··· TEXT ···

Monday, February 27, 2006

Poem for Monday


Grecian Kindness
By John Wilmot


The utmost Grace the Greeks could shew,
  When to the Trojans they grew kind,
Was with their Arms to let 'em go,
  And leave their lingring Wives behind.
They beat the Men, and burnt the Town,
Then all the Baggage was their own.

There the kind Deity of Wine
  Kiss'd the soft wanton God of Love;
This clapp'd his Wings, that press'd his Vine,
  And their best Pow'rs united move.
While each brave Greek embrac'd his Punk,
Lull'd her asleep, and then grew drunk.

--------

Also from Robert Pinsky in Poet's Choice in The Washington Post Book World. "Politicians use 'hero' as an approving label, but the word can mean superhuman...fascism is notoriously, grotesquely heroic. And Homer's warriors do not always behave in ways that make an alert reader wish to give them medals. The leering, brilliant hedonist John Wilmot (1647-1680), Earl of Rochester, knew that those Homeric heroes were not necessarily models of good conduct. Wilmot's poem takes the form of a mordant, funny debunking of Homer's noble Greeks and Romans. What's superhuman is Wilmot's cynicism, doled generously to husbands and wives, Greeks and Trojans, victors and vanquished."


Octavia Butler has died. This is devastating news, not only to me as a reader and fan but because the one academic article I published was on Butler, a chapter in Utopian and Science Fiction By Women: Worlds of Difference (I also wrote a chapter of my M.A. thesis on Butler and abortion politics). She wasn't very old -- under 60.

···

_TASK DETAILS_
Copy the text from "Octavia Butler has" to "-- under 60.".

··· EXTRACTED ENTRIES ···

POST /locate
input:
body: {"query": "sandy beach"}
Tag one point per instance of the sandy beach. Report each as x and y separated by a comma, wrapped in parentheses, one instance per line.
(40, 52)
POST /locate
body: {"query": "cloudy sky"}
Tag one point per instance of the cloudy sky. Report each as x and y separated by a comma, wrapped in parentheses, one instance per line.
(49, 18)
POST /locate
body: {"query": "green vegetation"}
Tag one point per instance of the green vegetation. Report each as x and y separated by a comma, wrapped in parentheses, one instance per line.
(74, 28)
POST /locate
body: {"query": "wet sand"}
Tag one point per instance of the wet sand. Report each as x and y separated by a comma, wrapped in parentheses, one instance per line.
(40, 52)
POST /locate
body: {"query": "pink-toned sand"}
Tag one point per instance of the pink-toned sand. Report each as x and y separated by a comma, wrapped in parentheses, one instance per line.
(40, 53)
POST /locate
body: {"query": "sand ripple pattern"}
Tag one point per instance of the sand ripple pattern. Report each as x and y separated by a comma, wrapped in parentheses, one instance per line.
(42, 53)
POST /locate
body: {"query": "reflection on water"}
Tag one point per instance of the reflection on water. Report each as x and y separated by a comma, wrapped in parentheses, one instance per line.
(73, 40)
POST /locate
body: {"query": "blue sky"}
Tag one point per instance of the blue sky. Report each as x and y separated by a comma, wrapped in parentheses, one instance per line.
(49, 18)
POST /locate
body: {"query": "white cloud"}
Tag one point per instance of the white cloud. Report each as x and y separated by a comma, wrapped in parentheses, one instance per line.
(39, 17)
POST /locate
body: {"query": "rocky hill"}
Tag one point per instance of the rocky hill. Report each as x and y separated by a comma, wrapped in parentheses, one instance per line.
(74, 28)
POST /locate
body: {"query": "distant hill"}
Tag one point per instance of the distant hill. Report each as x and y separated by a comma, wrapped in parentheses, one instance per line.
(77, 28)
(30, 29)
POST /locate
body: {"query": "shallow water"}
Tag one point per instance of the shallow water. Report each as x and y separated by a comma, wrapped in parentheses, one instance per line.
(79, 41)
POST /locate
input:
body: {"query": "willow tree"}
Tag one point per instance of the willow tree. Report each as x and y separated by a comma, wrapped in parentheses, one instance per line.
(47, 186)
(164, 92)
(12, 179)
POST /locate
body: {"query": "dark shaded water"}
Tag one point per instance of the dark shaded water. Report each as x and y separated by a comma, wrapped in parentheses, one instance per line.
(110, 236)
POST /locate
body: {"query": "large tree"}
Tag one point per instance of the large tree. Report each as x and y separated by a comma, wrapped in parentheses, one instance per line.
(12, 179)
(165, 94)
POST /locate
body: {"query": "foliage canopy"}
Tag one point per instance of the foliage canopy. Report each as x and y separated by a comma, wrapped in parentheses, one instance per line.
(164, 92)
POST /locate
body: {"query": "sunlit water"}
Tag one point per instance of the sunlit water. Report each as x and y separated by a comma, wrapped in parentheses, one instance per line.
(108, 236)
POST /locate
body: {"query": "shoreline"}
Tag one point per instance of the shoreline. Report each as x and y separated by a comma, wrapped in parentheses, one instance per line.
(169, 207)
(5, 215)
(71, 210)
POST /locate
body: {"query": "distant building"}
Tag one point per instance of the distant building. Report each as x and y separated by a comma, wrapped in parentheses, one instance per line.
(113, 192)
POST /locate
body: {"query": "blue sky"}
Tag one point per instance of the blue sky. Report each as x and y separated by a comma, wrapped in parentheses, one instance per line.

···

_ANSWER FOR THE TASK_
Octavia Butler has died. This is devastating news, not only to me as a reader and fan but because the one academic article I published was on Butler, a chapter in Utopian and Science Fiction By Women: Worlds of Difference (I also wrote a chapter of my M.A. thesis on Butler and abortion politics). She wasn't very old -- under 60.